Exercise material —
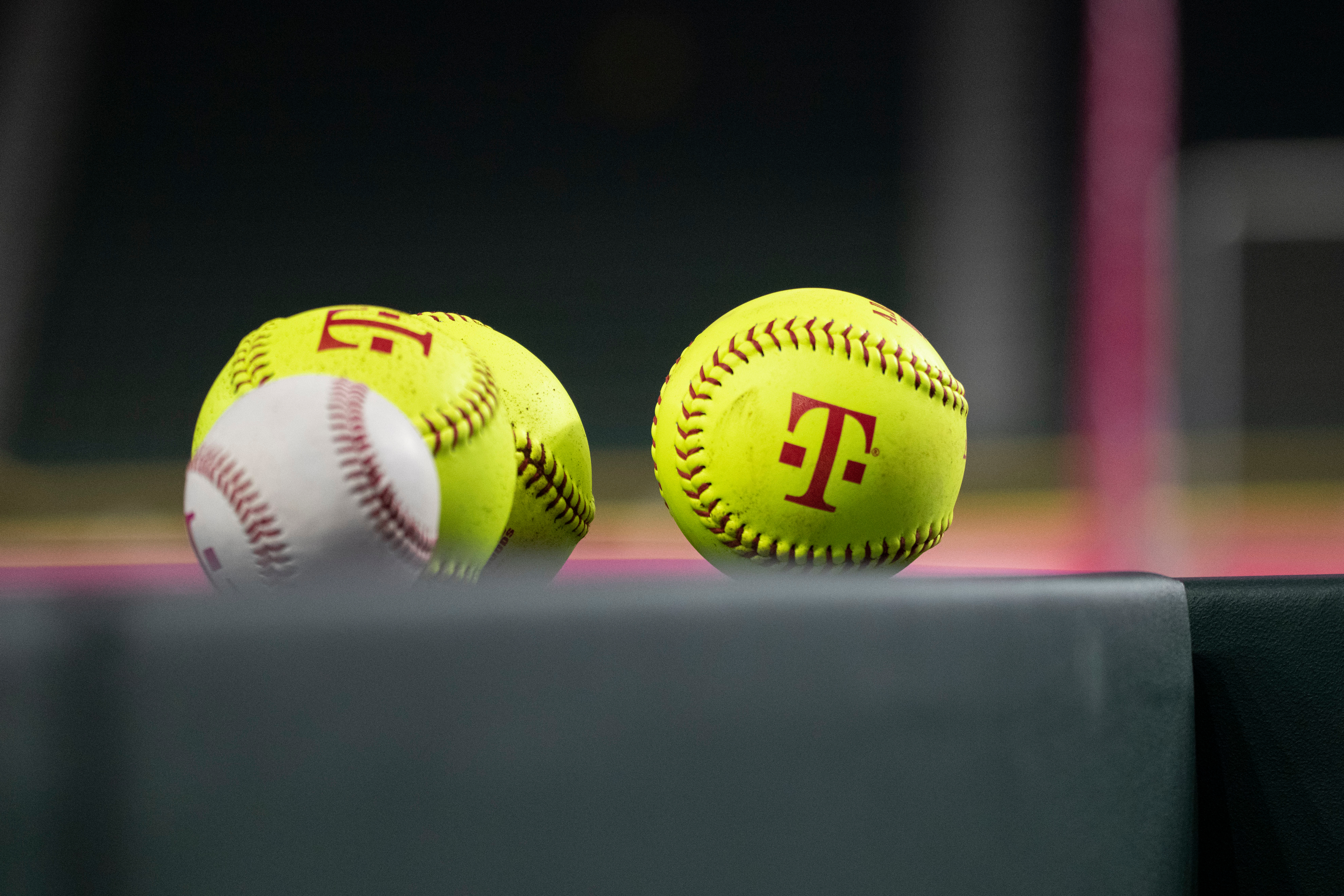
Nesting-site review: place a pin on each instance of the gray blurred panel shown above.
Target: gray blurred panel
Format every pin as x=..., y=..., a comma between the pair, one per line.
x=1232, y=194
x=988, y=190
x=998, y=737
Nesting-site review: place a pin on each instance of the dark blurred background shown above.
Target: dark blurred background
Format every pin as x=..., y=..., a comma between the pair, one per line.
x=603, y=181
x=599, y=182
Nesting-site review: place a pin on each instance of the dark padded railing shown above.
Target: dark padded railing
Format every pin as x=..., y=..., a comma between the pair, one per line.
x=1269, y=684
x=806, y=737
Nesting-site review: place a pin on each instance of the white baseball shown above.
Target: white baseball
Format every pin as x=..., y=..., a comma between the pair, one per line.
x=312, y=482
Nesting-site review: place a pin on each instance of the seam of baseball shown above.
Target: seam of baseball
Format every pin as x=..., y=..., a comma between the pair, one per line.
x=552, y=483
x=726, y=526
x=441, y=428
x=369, y=484
x=264, y=533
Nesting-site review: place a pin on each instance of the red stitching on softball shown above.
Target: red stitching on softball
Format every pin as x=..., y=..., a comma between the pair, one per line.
x=730, y=528
x=569, y=507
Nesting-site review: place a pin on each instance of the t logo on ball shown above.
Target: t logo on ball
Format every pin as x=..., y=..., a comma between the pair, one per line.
x=794, y=455
x=380, y=343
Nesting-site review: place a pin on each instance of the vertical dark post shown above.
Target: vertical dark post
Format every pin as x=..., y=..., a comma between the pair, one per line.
x=1123, y=340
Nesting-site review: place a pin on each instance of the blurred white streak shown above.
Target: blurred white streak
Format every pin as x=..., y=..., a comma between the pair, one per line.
x=982, y=257
x=42, y=64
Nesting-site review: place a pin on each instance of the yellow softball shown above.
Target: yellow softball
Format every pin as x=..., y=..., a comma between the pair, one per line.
x=447, y=392
x=553, y=494
x=811, y=429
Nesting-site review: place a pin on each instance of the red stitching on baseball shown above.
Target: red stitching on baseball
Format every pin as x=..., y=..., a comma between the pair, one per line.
x=259, y=522
x=358, y=457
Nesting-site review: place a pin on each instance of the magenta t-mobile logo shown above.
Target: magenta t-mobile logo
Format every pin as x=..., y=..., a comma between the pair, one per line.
x=795, y=455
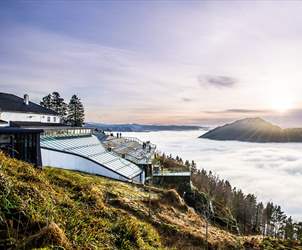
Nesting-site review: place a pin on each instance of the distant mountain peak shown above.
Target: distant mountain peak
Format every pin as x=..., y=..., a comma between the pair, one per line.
x=254, y=130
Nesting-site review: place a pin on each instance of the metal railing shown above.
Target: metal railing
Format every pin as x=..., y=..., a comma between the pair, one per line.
x=65, y=132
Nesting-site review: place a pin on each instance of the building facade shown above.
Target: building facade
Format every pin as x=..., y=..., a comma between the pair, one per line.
x=17, y=109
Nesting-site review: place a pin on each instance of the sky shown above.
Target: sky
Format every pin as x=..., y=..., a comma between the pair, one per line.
x=158, y=62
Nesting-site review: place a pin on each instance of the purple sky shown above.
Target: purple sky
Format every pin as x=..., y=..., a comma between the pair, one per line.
x=158, y=62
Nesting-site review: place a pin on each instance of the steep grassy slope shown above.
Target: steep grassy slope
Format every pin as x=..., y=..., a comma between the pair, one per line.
x=54, y=208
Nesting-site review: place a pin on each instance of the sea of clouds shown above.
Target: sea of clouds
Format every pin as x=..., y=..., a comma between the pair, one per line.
x=272, y=171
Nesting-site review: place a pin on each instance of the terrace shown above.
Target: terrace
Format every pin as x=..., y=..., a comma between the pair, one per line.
x=132, y=149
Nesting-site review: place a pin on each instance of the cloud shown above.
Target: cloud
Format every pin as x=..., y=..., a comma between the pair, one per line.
x=186, y=99
x=217, y=81
x=239, y=111
x=271, y=171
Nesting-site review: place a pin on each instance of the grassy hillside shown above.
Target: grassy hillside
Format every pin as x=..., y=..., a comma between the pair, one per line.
x=54, y=208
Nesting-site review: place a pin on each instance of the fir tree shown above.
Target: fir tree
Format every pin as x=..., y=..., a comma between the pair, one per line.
x=75, y=112
x=56, y=103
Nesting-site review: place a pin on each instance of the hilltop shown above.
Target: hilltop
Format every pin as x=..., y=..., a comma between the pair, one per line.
x=53, y=208
x=254, y=130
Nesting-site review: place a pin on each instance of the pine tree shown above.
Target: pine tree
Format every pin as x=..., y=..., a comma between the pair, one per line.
x=75, y=112
x=58, y=105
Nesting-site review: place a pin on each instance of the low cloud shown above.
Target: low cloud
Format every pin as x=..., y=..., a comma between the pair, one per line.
x=239, y=111
x=271, y=171
x=216, y=81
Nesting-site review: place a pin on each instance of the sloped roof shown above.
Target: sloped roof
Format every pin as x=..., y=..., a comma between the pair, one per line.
x=13, y=103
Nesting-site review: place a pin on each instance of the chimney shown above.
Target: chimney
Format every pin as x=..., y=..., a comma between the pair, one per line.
x=26, y=99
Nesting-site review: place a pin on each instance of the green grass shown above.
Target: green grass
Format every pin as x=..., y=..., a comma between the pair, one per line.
x=32, y=199
x=61, y=209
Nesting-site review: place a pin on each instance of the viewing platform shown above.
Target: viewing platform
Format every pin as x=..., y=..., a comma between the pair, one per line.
x=132, y=149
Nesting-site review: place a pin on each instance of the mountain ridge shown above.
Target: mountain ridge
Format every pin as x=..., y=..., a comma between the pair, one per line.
x=254, y=130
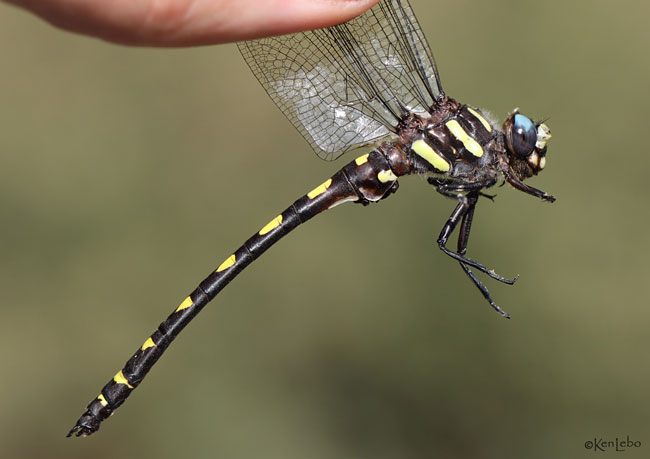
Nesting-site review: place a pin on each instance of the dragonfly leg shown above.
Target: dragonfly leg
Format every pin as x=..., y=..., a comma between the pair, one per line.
x=465, y=202
x=463, y=239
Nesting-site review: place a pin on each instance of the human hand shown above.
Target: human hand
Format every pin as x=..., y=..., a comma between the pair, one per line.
x=191, y=22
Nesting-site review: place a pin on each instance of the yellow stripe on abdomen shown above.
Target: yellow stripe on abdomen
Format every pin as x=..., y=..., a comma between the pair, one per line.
x=120, y=379
x=227, y=264
x=470, y=144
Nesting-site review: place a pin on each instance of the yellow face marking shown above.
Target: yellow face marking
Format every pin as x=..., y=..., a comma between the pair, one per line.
x=187, y=302
x=424, y=150
x=120, y=379
x=483, y=121
x=362, y=159
x=470, y=144
x=227, y=264
x=543, y=136
x=147, y=344
x=319, y=189
x=273, y=224
x=386, y=176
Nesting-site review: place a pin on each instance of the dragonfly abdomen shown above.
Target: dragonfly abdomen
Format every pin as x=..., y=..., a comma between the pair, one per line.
x=368, y=178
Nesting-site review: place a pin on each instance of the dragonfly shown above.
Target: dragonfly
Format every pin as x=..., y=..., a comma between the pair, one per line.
x=370, y=82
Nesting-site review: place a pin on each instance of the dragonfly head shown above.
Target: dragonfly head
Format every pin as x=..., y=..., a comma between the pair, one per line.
x=525, y=144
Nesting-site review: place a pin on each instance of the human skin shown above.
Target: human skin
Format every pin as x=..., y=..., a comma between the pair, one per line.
x=168, y=23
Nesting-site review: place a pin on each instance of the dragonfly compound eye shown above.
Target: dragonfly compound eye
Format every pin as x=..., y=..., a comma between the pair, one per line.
x=524, y=136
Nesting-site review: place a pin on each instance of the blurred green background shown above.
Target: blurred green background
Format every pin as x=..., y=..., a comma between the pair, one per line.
x=128, y=174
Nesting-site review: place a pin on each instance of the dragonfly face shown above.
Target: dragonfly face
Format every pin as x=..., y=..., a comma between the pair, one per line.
x=525, y=144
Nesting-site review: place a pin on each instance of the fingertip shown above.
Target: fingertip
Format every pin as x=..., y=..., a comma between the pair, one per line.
x=238, y=20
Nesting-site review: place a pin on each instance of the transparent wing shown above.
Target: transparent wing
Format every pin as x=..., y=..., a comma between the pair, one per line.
x=349, y=85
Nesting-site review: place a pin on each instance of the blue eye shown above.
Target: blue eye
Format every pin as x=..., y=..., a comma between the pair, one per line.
x=524, y=135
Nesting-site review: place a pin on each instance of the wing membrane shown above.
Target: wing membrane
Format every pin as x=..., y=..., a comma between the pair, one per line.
x=349, y=85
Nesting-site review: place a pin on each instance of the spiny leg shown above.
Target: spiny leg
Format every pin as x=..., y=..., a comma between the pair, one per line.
x=461, y=210
x=463, y=239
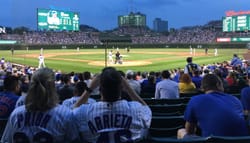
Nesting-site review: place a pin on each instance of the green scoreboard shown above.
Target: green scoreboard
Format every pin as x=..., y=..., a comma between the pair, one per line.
x=48, y=19
x=236, y=23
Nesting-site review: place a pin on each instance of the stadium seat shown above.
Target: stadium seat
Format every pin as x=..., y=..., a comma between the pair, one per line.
x=229, y=139
x=151, y=101
x=3, y=123
x=189, y=94
x=96, y=97
x=147, y=95
x=174, y=140
x=166, y=126
x=168, y=110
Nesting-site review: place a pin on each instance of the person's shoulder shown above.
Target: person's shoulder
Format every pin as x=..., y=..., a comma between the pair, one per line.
x=18, y=110
x=61, y=110
x=245, y=89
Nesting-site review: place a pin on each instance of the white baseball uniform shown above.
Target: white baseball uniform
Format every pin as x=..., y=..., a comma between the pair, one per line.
x=41, y=61
x=71, y=101
x=114, y=122
x=110, y=55
x=55, y=125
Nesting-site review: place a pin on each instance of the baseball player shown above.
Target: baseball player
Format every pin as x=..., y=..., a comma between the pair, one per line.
x=112, y=120
x=41, y=61
x=78, y=90
x=110, y=57
x=41, y=118
x=215, y=52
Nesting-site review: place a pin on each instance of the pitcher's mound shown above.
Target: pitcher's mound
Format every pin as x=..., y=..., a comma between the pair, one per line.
x=125, y=63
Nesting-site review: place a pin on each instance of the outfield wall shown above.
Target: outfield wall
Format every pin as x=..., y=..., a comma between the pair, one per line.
x=123, y=45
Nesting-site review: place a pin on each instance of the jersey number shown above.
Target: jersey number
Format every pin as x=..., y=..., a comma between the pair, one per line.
x=40, y=137
x=121, y=136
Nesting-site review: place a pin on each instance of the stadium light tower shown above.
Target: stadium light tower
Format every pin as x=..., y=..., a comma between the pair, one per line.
x=131, y=5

Problem description — Retype the data above from the line containing "on ball shown above." through the line containing "x=380, y=343", both ends included, with every character kept identical.

Solution to this exercise —
Nesting-site review: place a pin on each instance of the t logo on ball shown above.
Target: t logo on ball
Format every pin as x=..., y=..., a comma between the pair, one per line.
x=794, y=455
x=380, y=343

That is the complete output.